:: Exercise aim ::
Locate every line in the data below that contains the string "woman" and copy each of those lines. Treat uppercase and lowercase letters as different.

:: Entries supplied ::
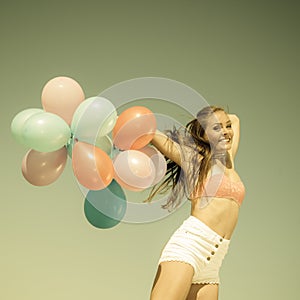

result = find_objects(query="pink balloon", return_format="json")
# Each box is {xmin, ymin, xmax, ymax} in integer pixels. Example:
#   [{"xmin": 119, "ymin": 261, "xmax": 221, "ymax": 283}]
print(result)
[
  {"xmin": 41, "ymin": 77, "xmax": 85, "ymax": 125},
  {"xmin": 112, "ymin": 106, "xmax": 156, "ymax": 150},
  {"xmin": 72, "ymin": 142, "xmax": 114, "ymax": 190},
  {"xmin": 113, "ymin": 150, "xmax": 155, "ymax": 191},
  {"xmin": 139, "ymin": 145, "xmax": 167, "ymax": 185},
  {"xmin": 22, "ymin": 147, "xmax": 67, "ymax": 186}
]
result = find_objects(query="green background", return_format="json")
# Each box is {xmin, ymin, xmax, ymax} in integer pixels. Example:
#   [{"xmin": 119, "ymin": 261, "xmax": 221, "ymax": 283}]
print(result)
[{"xmin": 0, "ymin": 0, "xmax": 300, "ymax": 300}]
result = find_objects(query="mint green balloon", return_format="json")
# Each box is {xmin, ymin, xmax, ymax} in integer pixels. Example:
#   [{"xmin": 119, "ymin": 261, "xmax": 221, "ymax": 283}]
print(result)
[
  {"xmin": 22, "ymin": 112, "xmax": 71, "ymax": 152},
  {"xmin": 71, "ymin": 97, "xmax": 117, "ymax": 144},
  {"xmin": 10, "ymin": 108, "xmax": 44, "ymax": 145}
]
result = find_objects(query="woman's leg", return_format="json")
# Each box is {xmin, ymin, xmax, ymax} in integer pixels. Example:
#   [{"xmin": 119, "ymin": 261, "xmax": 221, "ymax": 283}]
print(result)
[
  {"xmin": 186, "ymin": 284, "xmax": 219, "ymax": 300},
  {"xmin": 150, "ymin": 261, "xmax": 194, "ymax": 300}
]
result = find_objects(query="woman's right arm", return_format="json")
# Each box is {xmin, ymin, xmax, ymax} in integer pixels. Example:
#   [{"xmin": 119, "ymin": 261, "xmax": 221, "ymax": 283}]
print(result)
[{"xmin": 151, "ymin": 130, "xmax": 181, "ymax": 166}]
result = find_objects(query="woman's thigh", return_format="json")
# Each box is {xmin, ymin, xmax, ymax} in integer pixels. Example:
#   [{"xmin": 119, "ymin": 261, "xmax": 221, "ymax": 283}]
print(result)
[
  {"xmin": 186, "ymin": 284, "xmax": 219, "ymax": 300},
  {"xmin": 151, "ymin": 261, "xmax": 194, "ymax": 300}
]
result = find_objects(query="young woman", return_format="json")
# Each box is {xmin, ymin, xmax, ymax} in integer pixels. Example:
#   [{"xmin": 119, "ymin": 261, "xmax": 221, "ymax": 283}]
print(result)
[{"xmin": 150, "ymin": 106, "xmax": 245, "ymax": 300}]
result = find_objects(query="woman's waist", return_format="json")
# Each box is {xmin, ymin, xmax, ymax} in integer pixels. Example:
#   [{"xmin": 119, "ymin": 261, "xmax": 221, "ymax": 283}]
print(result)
[{"xmin": 191, "ymin": 198, "xmax": 239, "ymax": 239}]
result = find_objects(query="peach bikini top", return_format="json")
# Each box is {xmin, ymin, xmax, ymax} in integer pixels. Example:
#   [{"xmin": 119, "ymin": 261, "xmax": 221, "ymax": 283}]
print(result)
[{"xmin": 201, "ymin": 173, "xmax": 245, "ymax": 205}]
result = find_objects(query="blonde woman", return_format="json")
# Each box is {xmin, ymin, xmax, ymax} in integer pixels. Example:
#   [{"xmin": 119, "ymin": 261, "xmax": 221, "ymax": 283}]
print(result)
[{"xmin": 148, "ymin": 106, "xmax": 245, "ymax": 300}]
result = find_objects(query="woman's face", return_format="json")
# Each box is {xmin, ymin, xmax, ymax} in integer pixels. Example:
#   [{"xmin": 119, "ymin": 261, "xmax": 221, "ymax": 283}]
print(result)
[{"xmin": 204, "ymin": 111, "xmax": 233, "ymax": 154}]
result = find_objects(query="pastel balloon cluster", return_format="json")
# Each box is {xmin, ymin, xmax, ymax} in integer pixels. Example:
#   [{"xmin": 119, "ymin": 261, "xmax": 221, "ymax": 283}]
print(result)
[{"xmin": 11, "ymin": 77, "xmax": 167, "ymax": 228}]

:: Output ::
result = find_objects(query="woman's leg", return_format="json")
result = find_objects(query="woman's right arm", return_format="json")
result = find_objects(query="woman's thigh", return_format="json")
result = find_objects(query="young woman", return_format="json")
result = find_objects(query="woman's waist", return_format="json")
result = find_objects(query="blonde woman", return_format="json")
result = find_objects(query="woman's face", return_format="json")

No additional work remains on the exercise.